### [Passage]

** START **

Stair Dickerman, who owns a small organic farm on Roberts Road, stands near his free-standing solar installation. His home is one of eight island stops on this year’s solar tour. - Brad Camp/Staff Photo
Stair Dickerman, who owns a small organic farm on Roberts Road, stands near his free-standing solar installation. His home is one of eight island stops on this year’s solar tour.
— image credit: Brad Camp/Staff Photo

Today’s solar tour is twice the size of last year’s inaugural event.

Nudged by an autumn breeze, broken clouds swim above the head of Stair Dickerman.

As they pass by, shadow and sunlight slowly exchange places, until finally the landscape at his Roberts Road farm glows pale yellow.

The rays penetrate his wife’s greenhouse. They reach ripening pumpkins on the hillside, and a few dozen chickens strutting in the grass.

It’s too late in the year for those rays to produce a suntan. But gathered by the free-standing solar panels at the north end of Dickerman’s property, they will produce enough energy to ease the strain on the environment, the power grid and, in the long run, his wallet.

“I’d rather have my money invested in something like this than have it sitting in the bank,” he said, looking at the panels and tugging at his dusty pockets. “At least I know this is real.”

Equally real, for Dickerman and other solar power proponents, is the great solar dilemma: the technology, though increasingly viable, still isn’t the norm.

Part of the struggle is solar’s initial cost, which tends to be high. Dickerman paid $45,000 for his setup. Even though his monthly energy bill has dipped dramatically as a result, and he gets regular checks from the power company for putting juice back into the grid, it will take some time to break even.

Still, said islander Joe Deets, people are slowly beginning to see the light.

He and his wife Tammy had hoped to organize a local tour of solar homes two years ago, as part of a larger national tour put on each year by the American Solar Energy Society. There was just one problem.

“There weren’t enough solar homes here to make it worthwhile,” Joe Deets said.

That changed last year, after enough homes came online to warrant a tour.

This year’s event has doubled in size, with 12 stops in Kitsap County, and eight on Bainbridge, including Dickerman’s farm.

Organizers hope that by allowing the public access to homes that are already taking advantage of solar energy, more people will realize the benefits and consider partaking themselves.

“It’s about continually trying to size things down,” said Steve Douglass, whose home is one of the tour stops.

A physics and chemistry teacher, and a self-proclaimed “technology geek,” Douglass measures the world in watts.

Charging around his home, he quickly rattles off the energy needs of each electrical device he sees in his path.

His fridge, he said, is the most efficient model in the world. His desktop computer saps a lot of energy, so he’s looking at new laptops.

** END **

### [Dataset content]
** START **

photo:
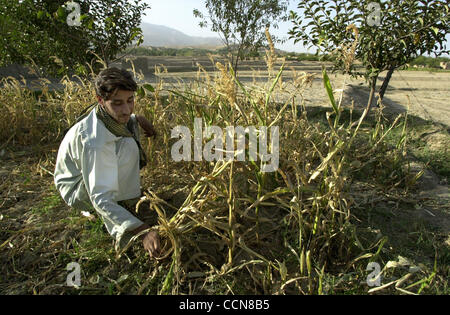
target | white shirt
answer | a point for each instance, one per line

** END **

### [Stated goal 1]
Answer these questions using the solar tour article:
(a) How much did Stair Dickerman pay for his solar setup?
(b) Which organization puts on the larger national tour of solar homes each year?
(c) How many stops does this year's event have in Kitsap County?
### [Stated goal 2]
Continue the solar tour article from where it ends.

### [Final answer 1]
(a) $45,000
(b) The American Solar Energy Society
(c) 12

### [Final answer 2]
Since moving to his Sunrise Drive home from Ohio in 2005, Douglass has been tinkering with his own solar setup.

He first mounted panels in the fir trees at the southern edge of his property, where there was more light. Following complaints from his neighbor, Douglass was told by the city he would need a permit to leave them there.

Instead, he installed them on his roof, resulting in a system that powers Douglass’ home, runs electricity back into the grid, and keeps energy on tap in batteries lining his garage.

Thanks to his setup, which can indefinitely power all of his vital appliances, Douglass wouldn’t be greatly affected by a prolonged power outage. Even so, he spends most of his energy trying to save energy.

When not in use, microwaves and other appliances are shut off via power strips. Douglass has replaced nearly all the original light fixtures in his home with more efficient ones. He hangs his clothes to dry on lines outside.

He even rigged his hot water heater to run only in the morning and evening, when he and his wife need to cook or shower; drippings from the latter are saved and used to water the garden.

Up next is a partition for the living room, which is the family’s primary living space, and thus the only space that really needs to be heated.

“When you want to go upstairs to use the computer it may only be 55 degrees,” he said. “So what? Put on a jacket.”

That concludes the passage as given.